**Task objective**
Repeat the following rows word for word, omitting the pictures from your answer.

**Given records**
— Start —
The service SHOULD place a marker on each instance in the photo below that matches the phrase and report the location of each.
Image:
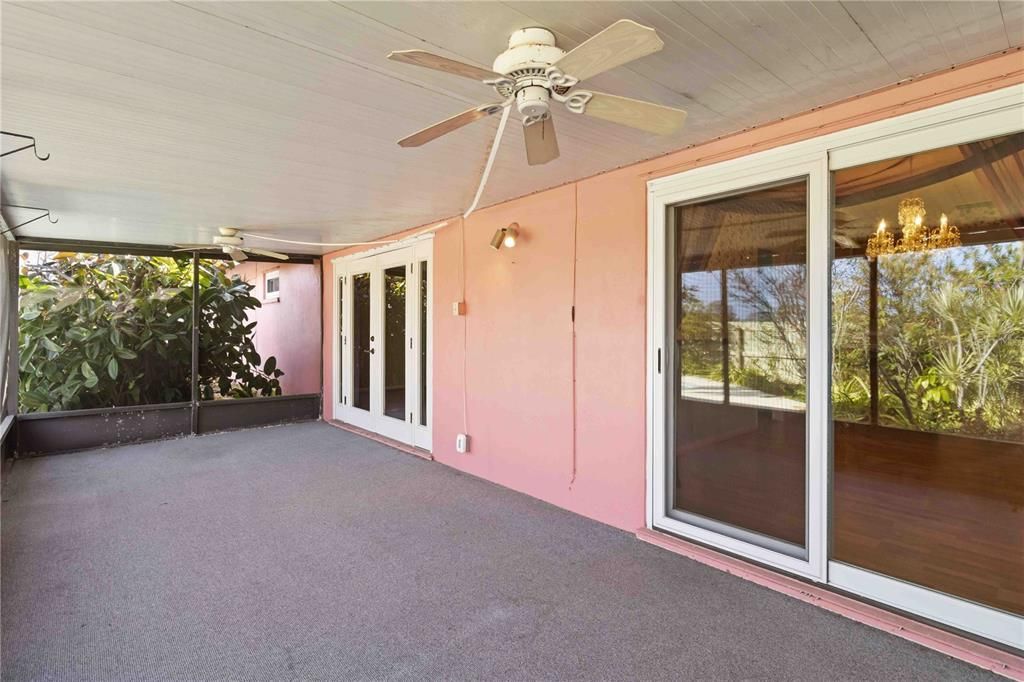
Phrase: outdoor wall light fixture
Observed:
(505, 237)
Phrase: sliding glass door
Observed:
(382, 346)
(928, 382)
(837, 363)
(738, 450)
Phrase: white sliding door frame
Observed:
(979, 117)
(738, 176)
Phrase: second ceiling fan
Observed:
(534, 71)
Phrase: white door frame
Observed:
(412, 254)
(737, 176)
(979, 117)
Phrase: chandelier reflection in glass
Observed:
(915, 235)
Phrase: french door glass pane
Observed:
(394, 342)
(423, 343)
(361, 341)
(928, 371)
(738, 428)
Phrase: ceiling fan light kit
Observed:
(534, 71)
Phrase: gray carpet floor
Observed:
(304, 552)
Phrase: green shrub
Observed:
(99, 331)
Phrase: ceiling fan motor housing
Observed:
(525, 61)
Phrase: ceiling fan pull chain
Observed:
(491, 162)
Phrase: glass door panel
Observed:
(393, 346)
(363, 339)
(738, 425)
(382, 344)
(928, 371)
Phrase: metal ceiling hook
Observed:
(27, 146)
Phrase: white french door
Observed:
(382, 342)
(765, 307)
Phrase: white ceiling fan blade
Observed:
(265, 252)
(542, 145)
(448, 125)
(635, 113)
(623, 41)
(437, 62)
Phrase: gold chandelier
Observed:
(916, 236)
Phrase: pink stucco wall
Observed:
(286, 328)
(585, 449)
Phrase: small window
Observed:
(271, 289)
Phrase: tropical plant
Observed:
(99, 331)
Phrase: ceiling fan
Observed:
(230, 243)
(535, 71)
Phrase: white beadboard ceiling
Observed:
(165, 120)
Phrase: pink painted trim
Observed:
(976, 653)
(409, 450)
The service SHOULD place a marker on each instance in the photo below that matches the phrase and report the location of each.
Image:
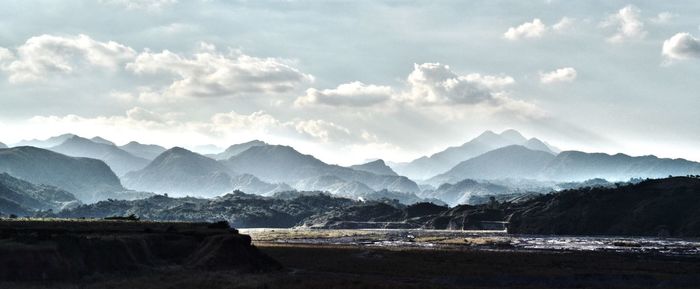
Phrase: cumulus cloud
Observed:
(212, 73)
(663, 18)
(43, 55)
(437, 83)
(534, 29)
(681, 46)
(566, 74)
(628, 24)
(537, 29)
(349, 94)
— End —
**Answer for this exercise**
The service SHOULD place a marker on each instance in the photo below that matches the phrase and report the location of each.
Image:
Phrase: outdoor wall light fixture
Observed:
(505, 237)
Phrase: sliding glass door
Observed:
(382, 346)
(928, 382)
(837, 363)
(738, 450)
Phrase: white sliding door frame
Observed:
(979, 117)
(738, 176)
Phrase: second ceiling fan
Observed:
(534, 71)
Phrase: white door frame
Observed:
(412, 254)
(737, 176)
(979, 117)
Phrase: chandelier reflection in glass
Observed:
(915, 235)
Phrase: french door glass pane
Observed:
(394, 342)
(423, 343)
(361, 341)
(928, 371)
(738, 428)
Phrase: ceiling fan light kit
Observed:
(534, 71)
Phrase: gray carpet floor
Observed:
(304, 552)
Phrase: green shrub
Observed:
(99, 331)
Phrase: ceiling fan motor housing
Observed:
(525, 61)
Phrase: ceiling fan pull chain
Observed:
(491, 162)
Phrase: glass door panel
Observed:
(393, 346)
(363, 339)
(738, 425)
(382, 344)
(928, 371)
Phrase: metal ceiling hook
Observed:
(27, 146)
Phrase: white french door
Observed:
(382, 342)
(765, 307)
Phrase: white ceiling fan blade
Observed:
(265, 252)
(542, 145)
(448, 125)
(635, 113)
(623, 41)
(437, 62)
Phrase: gold chandelier
Observed:
(916, 236)
Phrase: pink stucco wall
Observed:
(286, 328)
(585, 449)
Phrase: small window
Observed:
(271, 289)
Phrase: tropical plant
Observed:
(99, 331)
Phrase: ceiling fan
Observed:
(230, 243)
(535, 71)
Phrase: white beadboard ceiling
Observed:
(165, 120)
Phrase: pink painted trim
Observed:
(976, 653)
(409, 450)
The service SHOULD place a marker on each instance in the photo below that matches the phrase and report the location of each.
Image:
Phrase: cumulus cloud
Observed:
(212, 73)
(663, 18)
(43, 55)
(437, 83)
(534, 29)
(681, 46)
(566, 74)
(628, 24)
(537, 29)
(349, 94)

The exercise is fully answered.